(Detection entries)
#####

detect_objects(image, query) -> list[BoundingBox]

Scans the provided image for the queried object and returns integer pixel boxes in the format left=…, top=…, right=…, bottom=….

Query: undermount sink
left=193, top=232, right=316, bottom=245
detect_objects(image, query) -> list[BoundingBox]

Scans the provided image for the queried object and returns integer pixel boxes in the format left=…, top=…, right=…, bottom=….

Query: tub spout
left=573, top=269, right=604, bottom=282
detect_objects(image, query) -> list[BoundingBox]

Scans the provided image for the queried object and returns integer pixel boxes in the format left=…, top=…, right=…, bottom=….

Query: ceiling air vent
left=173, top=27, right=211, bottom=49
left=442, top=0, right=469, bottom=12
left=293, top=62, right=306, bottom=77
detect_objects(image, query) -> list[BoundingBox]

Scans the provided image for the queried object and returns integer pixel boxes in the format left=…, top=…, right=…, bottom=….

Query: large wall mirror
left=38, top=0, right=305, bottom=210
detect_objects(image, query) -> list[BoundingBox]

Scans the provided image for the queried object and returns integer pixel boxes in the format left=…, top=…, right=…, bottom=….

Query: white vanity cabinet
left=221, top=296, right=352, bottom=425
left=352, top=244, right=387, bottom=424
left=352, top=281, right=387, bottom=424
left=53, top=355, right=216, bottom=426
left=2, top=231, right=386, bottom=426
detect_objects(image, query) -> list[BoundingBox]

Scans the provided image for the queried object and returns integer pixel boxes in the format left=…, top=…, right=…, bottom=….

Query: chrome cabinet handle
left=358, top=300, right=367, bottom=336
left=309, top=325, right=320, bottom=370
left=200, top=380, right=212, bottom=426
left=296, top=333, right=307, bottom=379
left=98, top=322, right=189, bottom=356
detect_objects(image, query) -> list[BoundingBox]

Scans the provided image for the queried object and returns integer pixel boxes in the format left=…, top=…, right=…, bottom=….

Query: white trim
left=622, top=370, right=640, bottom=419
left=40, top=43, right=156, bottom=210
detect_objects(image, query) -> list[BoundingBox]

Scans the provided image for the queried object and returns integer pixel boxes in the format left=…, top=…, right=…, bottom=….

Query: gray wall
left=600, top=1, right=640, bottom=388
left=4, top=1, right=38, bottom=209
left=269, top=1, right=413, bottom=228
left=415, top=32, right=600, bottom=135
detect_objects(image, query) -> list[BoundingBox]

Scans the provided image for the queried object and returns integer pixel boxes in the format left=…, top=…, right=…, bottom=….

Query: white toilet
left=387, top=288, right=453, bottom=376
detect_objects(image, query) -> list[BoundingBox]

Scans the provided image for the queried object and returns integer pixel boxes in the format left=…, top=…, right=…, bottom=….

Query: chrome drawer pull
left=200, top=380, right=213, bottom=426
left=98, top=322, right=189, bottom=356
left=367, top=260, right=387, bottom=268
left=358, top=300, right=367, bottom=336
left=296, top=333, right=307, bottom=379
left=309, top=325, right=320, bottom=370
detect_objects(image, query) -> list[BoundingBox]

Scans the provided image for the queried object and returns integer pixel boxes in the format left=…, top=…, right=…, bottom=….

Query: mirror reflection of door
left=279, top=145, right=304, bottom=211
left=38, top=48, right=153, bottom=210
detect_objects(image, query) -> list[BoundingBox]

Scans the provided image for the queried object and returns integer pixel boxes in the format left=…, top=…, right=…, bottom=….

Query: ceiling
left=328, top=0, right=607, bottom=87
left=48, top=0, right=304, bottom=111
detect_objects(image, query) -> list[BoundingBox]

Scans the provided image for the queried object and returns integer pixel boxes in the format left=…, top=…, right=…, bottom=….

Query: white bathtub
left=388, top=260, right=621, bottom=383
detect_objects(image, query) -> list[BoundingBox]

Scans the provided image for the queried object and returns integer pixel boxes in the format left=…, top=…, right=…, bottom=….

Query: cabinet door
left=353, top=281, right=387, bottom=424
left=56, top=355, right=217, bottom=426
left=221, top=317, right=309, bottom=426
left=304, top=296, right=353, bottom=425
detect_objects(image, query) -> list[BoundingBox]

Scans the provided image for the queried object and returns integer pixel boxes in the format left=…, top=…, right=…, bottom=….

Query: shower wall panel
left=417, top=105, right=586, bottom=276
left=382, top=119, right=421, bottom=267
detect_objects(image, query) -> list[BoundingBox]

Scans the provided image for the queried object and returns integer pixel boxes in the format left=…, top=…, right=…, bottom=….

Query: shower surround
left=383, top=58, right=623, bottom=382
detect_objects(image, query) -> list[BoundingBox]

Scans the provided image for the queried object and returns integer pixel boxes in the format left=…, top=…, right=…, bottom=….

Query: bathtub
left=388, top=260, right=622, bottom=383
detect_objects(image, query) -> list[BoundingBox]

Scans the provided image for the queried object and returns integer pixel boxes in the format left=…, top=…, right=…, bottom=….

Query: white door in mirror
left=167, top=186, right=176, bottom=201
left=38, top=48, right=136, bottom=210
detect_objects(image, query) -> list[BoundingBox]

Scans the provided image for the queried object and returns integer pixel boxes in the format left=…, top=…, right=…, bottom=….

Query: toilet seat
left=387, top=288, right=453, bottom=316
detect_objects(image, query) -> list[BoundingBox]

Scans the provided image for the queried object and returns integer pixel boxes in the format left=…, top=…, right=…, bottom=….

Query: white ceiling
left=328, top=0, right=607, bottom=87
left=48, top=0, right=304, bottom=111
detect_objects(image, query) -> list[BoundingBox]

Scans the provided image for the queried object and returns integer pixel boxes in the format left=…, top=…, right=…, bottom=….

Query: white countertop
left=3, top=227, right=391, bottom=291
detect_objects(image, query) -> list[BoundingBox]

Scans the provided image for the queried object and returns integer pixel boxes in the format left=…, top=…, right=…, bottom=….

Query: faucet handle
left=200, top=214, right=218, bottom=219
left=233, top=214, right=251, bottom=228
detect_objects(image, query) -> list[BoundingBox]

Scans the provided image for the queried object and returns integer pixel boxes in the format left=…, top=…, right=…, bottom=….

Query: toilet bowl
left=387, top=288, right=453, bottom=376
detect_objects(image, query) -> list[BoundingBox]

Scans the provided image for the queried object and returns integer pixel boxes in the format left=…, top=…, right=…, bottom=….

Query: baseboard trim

#####

* _Prompt_
Tally the lines in the entries above that contain the string "door", with case counting, and give only the number.

* _Answer for this exercise_
3